Task list:
(a) Using the court decision in Matsumoto v. Labrador below, answer these questions:
(i) In what capacity is Raul Labrador named as the defendant?
(ii) Which section of the Idaho Code do the plaintiffs seek to keep the defendant from enforcing?
(iii) On what date did the Court hear oral argument on the motion?
(b) Write out the portion of the court decision in Matsumoto v. Labrador below from "Matsumoto v. Labrador" to "of Idaho, Defendant.".

Passage shown:
Matsumoto v. Labrador

Docket Number1:23-cv-00323-DKG
Decision Date08 November 2023
PartiesLOURDES MATSUMOTO, NORTHWEST ABORTION ACCESS FUND, and INDIGENOUS IDAHO ALLIANCE, Plaintiffs, v. RAUL LABRADOR, in his capacity as the Attorney General for the State of Idaho, Defendant.
CourtU.S. District Court — District of Idaho
MEMORANDUM DECISION AND ORDER

HONORABLE DEBORA K. GRASHAM UNITED STATES MAGISTRATE JUDGE

INTRODUCTION

Before the Court is Plaintiffs' Motion for Temporary Restraining Order, or, in the alternative, a Preliminary Injunction. (Dkt. 12.) Plaintiffs seek to enjoin the Defendant from enforcing Idaho's abortion trafficking statute, Idaho Code Section 18-623. The Motion is fully briefed and at issue. On September 14, 2023, the Court heard oral argument and took the Motion under advisement.

Data entries:
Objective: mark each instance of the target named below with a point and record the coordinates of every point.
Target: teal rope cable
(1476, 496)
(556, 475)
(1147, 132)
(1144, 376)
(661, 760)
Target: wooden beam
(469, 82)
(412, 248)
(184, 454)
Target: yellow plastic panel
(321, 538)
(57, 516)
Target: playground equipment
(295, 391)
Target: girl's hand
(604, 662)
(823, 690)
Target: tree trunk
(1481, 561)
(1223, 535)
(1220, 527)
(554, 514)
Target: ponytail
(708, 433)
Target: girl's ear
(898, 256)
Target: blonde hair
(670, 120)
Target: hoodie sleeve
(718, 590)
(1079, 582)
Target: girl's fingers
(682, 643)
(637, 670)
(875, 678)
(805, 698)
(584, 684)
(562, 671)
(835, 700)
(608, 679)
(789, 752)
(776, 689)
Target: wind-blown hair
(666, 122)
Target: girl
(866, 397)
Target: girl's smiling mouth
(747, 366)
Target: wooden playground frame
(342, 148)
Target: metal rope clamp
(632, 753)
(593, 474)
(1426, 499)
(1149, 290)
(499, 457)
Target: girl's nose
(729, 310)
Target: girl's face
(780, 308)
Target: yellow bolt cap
==
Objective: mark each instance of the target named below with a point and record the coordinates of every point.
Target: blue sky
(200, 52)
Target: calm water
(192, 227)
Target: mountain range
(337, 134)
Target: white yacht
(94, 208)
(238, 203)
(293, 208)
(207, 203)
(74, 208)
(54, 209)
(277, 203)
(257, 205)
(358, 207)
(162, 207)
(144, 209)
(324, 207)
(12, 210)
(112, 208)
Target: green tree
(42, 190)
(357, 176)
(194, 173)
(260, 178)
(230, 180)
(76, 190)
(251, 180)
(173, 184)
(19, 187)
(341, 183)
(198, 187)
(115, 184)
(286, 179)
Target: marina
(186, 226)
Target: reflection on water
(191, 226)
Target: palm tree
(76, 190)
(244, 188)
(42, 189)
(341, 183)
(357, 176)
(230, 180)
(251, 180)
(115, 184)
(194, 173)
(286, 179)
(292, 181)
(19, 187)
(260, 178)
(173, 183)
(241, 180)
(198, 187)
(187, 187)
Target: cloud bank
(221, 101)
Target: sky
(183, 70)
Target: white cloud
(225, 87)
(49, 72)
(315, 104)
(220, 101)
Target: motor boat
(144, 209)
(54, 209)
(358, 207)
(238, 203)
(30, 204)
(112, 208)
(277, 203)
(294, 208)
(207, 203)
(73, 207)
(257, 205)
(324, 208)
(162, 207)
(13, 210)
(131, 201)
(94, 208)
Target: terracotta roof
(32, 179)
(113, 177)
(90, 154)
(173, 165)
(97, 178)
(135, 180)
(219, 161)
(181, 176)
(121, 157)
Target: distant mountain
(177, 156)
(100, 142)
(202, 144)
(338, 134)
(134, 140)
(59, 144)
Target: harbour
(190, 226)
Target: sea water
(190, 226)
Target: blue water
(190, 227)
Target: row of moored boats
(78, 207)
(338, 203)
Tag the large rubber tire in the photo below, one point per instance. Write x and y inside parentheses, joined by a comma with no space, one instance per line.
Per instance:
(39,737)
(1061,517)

Task-by-task solutions:
(a)
(i) He is named in his capacity as the Attorney General for the State of Idaho.
(ii) Idaho Code Section 18-623, the state's abortion trafficking statute.
(iii) September 14, 2023.

(b)
Matsumoto v. Labrador

Docket Number1:23-cv-00323-DKG
Decision Date08 November 2023
PartiesLOURDES MATSUMOTO, NORTHWEST ABORTION ACCESS FUND, and INDIGENOUS IDAHO ALLIANCE, Plaintiffs, v. RAUL LABRADOR, in his capacity as the Attorney General for the State of Idaho, Defendant.